## begin Data listing
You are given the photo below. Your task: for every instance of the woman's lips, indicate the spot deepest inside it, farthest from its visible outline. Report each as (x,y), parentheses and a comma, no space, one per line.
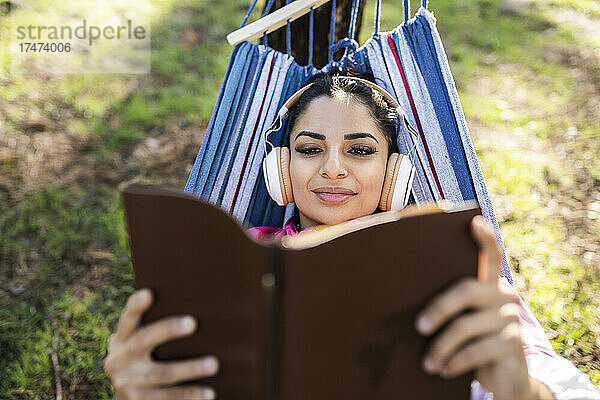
(334,195)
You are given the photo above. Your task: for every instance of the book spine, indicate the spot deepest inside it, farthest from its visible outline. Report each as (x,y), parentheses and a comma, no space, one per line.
(275,281)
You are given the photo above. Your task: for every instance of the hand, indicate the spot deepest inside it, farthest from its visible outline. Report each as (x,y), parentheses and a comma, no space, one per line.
(487,339)
(129,364)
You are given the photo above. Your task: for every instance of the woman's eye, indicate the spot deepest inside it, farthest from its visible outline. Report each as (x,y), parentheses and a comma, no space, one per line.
(308,150)
(362,150)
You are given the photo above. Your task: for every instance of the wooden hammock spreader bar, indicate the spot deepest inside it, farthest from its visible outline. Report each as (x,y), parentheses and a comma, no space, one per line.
(273,21)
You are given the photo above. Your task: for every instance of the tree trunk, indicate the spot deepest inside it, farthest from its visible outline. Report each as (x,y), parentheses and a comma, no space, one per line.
(322,17)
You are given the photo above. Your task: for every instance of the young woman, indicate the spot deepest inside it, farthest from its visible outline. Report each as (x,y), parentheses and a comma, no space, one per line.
(341,133)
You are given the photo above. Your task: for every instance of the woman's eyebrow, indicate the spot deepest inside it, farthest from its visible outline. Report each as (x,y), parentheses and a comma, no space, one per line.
(359,135)
(311,134)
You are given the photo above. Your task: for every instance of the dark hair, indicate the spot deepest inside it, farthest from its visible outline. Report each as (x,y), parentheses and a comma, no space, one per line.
(332,84)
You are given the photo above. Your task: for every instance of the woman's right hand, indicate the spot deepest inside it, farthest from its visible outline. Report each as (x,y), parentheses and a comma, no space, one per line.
(133,372)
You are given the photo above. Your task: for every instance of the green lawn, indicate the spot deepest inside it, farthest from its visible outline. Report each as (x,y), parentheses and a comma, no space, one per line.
(528,77)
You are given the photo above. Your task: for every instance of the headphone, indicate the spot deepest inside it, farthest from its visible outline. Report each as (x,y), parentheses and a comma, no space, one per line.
(399,174)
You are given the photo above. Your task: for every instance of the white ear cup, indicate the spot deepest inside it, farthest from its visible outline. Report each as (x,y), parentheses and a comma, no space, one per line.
(402,187)
(397,183)
(271,174)
(276,172)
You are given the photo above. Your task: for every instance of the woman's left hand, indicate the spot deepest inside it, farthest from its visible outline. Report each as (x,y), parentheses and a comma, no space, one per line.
(486,340)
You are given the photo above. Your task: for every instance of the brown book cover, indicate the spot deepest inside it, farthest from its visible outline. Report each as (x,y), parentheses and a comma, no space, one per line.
(321,316)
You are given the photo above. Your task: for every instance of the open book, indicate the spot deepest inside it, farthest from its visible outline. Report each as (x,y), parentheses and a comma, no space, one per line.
(327,315)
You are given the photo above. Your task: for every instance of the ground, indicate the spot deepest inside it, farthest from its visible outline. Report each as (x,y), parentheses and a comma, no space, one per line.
(528,75)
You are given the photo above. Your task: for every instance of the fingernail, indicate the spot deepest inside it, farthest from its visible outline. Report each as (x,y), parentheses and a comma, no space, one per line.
(424,324)
(478,222)
(142,296)
(210,363)
(208,394)
(186,323)
(429,365)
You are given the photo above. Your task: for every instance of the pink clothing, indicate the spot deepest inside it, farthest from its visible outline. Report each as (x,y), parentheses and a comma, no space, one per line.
(291,227)
(563,379)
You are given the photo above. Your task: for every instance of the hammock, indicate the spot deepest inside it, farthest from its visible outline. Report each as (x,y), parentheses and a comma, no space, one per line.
(409,62)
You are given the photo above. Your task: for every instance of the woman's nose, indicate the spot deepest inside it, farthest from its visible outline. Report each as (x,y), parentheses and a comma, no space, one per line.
(333,167)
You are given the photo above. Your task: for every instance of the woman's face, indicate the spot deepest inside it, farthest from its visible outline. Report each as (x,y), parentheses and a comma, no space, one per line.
(338,158)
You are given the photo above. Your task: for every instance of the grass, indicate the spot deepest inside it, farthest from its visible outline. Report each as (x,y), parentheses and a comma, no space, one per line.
(527,90)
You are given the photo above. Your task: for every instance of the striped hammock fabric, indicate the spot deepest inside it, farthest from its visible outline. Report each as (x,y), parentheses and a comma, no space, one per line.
(409,62)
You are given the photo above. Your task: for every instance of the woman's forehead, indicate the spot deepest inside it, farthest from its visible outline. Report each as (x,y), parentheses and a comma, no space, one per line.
(336,117)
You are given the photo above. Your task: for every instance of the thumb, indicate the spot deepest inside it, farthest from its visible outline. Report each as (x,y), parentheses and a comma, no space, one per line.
(490,256)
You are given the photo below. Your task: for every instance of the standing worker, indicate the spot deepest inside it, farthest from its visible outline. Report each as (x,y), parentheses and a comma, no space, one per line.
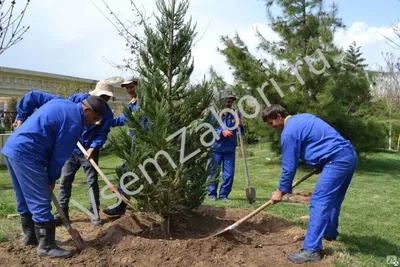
(35,154)
(92,139)
(224,151)
(130,83)
(307,137)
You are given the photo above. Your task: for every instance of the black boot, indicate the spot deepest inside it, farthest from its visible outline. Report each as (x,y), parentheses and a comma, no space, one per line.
(28,229)
(57,216)
(117,211)
(45,234)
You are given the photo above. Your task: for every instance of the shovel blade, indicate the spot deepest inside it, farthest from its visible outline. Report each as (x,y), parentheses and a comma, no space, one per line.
(78,240)
(251,194)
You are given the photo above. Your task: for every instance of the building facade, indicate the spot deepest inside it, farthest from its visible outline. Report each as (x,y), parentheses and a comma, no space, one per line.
(17,82)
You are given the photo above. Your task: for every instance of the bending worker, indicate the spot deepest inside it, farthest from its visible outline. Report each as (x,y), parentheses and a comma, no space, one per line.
(307,137)
(35,154)
(92,139)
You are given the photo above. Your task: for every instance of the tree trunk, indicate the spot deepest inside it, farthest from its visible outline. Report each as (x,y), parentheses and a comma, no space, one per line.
(390,130)
(398,143)
(165,226)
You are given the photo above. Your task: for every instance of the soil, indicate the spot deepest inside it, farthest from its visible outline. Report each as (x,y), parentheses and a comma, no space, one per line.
(136,240)
(298,196)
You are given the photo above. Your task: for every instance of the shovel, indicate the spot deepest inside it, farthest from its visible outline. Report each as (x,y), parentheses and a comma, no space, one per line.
(265,205)
(250,191)
(78,240)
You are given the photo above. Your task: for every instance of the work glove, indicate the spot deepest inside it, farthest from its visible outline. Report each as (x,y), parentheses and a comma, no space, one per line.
(227,133)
## end Data listing
• The exercise
All entries must be written out again exactly as given, with no pictures in the copy.

• Finished answer
You are given the photo below. Your task: for every instance of the woman's lips, indicate the spot deepest inside it, farthest from its visible outline. Report each as (x,y), parentheses and a comma, no space, one per line.
(334,195)
You are given the photo above. Your task: for every instance of the book spine, indicate the spot deepest inside it, farthest from its visible outline. Report each as (x,y), parentheses and a comma, no space, one per line.
(275,281)
You are given the photo above. Your task: for every instance of the hand, indicate the spot deepest inside it, farthest from its visible outline. Report each as (x,y), parentheses and a comma, no space, one per line.
(487,339)
(129,364)
You are given the photo above. Your task: for every instance of the woman's eye, indicate the spot deepest inside it, farthest from its visible outline. Report each as (x,y), parentheses and a comma, no space, one per line.
(308,150)
(362,150)
You are given the photo above. Your task: for every instance of the wooden hammock spreader bar, indicate the spot deepest inside it, farthest from its visible outline. Report each as (x,y), parentheses and a comma, no space, one per line.
(273,21)
You are given the photo above. Your task: for every instance of the tree trunk, indicate the spot deepest inside it, farthest from its visible outline. Report each as (x,y), parentheses and a comma, no space, one per line.
(322,17)
You are given the photo above. Your task: for every instance of the young woman, indicate the spot deepest inside it, farthest from its visible outline. Report each as (x,y), parentheses and a comma, no space, one per line.
(341,133)
You are given the photo above. Your task: for every instance of the woman's eyebrow, indicate the spot deepest inside it, farthest from its visible outline. Report each as (x,y), parentheses and a comma, no space, one per line.
(359,135)
(311,134)
You are given the photo above. Your task: for every instance of the dark hair, indicate the spot deepest inside it, farthest from its visible outline. Report each as (x,y), parentheses and a comma, no space, one per line.
(332,84)
You are given the photo above. Your task: for every instance of the woman's right hand, indicate the spot deepest inside it, farthest from its visible outline. Report each as (x,y), parentheses and a comma, no space, one per line.
(133,372)
You are given the photo above. Your task: for every instance of the green lawn, indicate the spot deepest inside it, farthest from its visible outline. Report each as (x,y), parentheses and a comma, no space, one per line.
(528,77)
You are given the photo above. Your task: for every instance of the headphone, indicate the spot deepest inside it, farthest from its visible outline. Report each as (x,y), parentheses and a comma, no space, one per line.
(399,174)
You are given the photo above. Your task: for every instance of the white ear cup, indicate the spot deepest inside it, farthest from its visible outline. Report each as (x,y), parentheses and a comma, no space, one per line.
(402,187)
(397,183)
(271,174)
(276,172)
You are given the photo above. Your task: for every instance of the woman's left hand, indicate the spot deepest inside it, farthest from its visible outline. Report each as (x,y), parentheses and a comma, no space, one per line.
(486,340)
You are given the photo above. Your task: for every instance of the brown book cover, indicate the spot deepest inside it, farthest from its visible outline. Report each as (x,y), parentheses and a comma, no space, one per line.
(321,316)
You are given the photo above. Your task: for every instance of the open book, indicate the spot deepest inside it, farthest from its visible outline. Report each as (x,y), parentheses and a comma, no space, one per line.
(327,315)
You are given the photo above. Your task: for every instance of the ground, indicate the spot deepest inside it, farthest from its visible outline. Report each as (x,y), parentheses and a comma, no space, one per line.
(528,75)
You are given the photo above. Your task: for every instance of the fingernail, indicate the spot deepest inside it, farthest from its visible outline. Report each as (x,y), parentheses and a comma, no space, one per line.
(424,324)
(478,222)
(142,296)
(210,363)
(208,394)
(186,323)
(429,365)
You are given the photo above. Your task: for every instance of the pink clothing, indicate the spot deepest inside it, farthest from its visible outline. Report each as (x,y), parentheses and a comma, no space, one per line.
(291,227)
(563,379)
You are given the photo above. Your task: for every instance of the hammock, indicate the spot deepest inside it, farthest from its visible outline. Report each as (x,y), parentheses and a comma, no space, one per line.
(409,62)
You are given the photo above. Your task: for every instance of the woman's nose, indicate the spot deepest inside it, farthest from its visible outline. Report each as (x,y), parentheses and a comma, no space, one per line.
(333,167)
You are given the photo above. Your task: for every instance of the woman's face, indicate the spot deepest inside it, farthest from its visible outline. Report each as (x,y), parentheses and a comma, no space, one per line.
(338,158)
You are given the photo above. Your task: for every instance of the grass, indicate the spot deepest inside it, farthest from its visible outline. Report each as (x,y), parentheses and a comma, no space, one per line.
(527,90)
You are given the photo above. Your task: for every instance of the striped hammock fabric, indicate the spot deepest inside it, farthest from its visible outline. Report each as (x,y), parentheses and a comma, no space, one per line.
(409,62)
You are given the photo above. Your task: for every instance of the woman's forehead, indicate the spot deepest inside it, farthest from its visible outline. Report each as (x,y), parentheses and a comma, no space, one per line.
(336,117)
You are given the photo above. Your task: for every instance of the thumb, indicate the spot deepest inside it, farthest from its visible outline. Report each as (x,y), parentheses and a comma, no space, one per line.
(490,256)
You are given the photo below. Your task: for every instance of the standing worker, indicate the spot deepest inside it, farthest from its visible outline. Report each as (x,y), parentheses and a comma, no space, one per line.
(35,154)
(92,139)
(224,151)
(130,83)
(307,137)
You are given the photo above. Your task: for every instance of the black boot, indicate the spot deepest inside it, farthest from its visible outline. Report each as (x,y), parentheses and a comma, no space, one per line.
(28,229)
(57,216)
(117,211)
(45,234)
You are given the photo above. Your task: for every instance of the shovel blade, indicate the spot deepest inside it, farthest from its visible outline. Report each as (x,y), parentheses and a comma, no space, one per line.
(78,240)
(251,194)
You are given the photo above. Your task: for every instance of the building facade, indicate the spot deepest inside it, farthest from its visible outline. Report each as (x,y), parentheses and a comma, no space, one per line.
(17,82)
You are given the photo above. Your task: for every instance of the bending worker, indicate the spot deepest inside it, farthest from its visible outline. Report each as (x,y), parentheses and a comma, no space, one per line.
(307,137)
(35,154)
(92,139)
You are given the photo above. Your task: for every instance of the tree trunk, indicate the spot deepest inside it, farthest from its visible outline. Report each as (x,y), parentheses and a comma, no space, one per line.
(390,130)
(398,143)
(165,226)
You are given the photo above. Your task: for every instance of the soil, indicate the spot deepest inside it, farthest from its visible outline. Report each as (x,y), parentheses and a comma, no space, one per line.
(136,240)
(298,196)
You are given the photo above. Your task: for every instance of the shovel, indicate the spot deepest inside it, farthest from its visible outline. Report each as (x,y), parentheses and a comma, no space, one per line.
(265,205)
(250,191)
(78,240)
You are given the photo above. Your task: for every instance of the work glove, indicate the spot deepest inside it, farthest from its visible outline. Report each as (x,y), parentheses and a comma, no space, one per line.
(227,133)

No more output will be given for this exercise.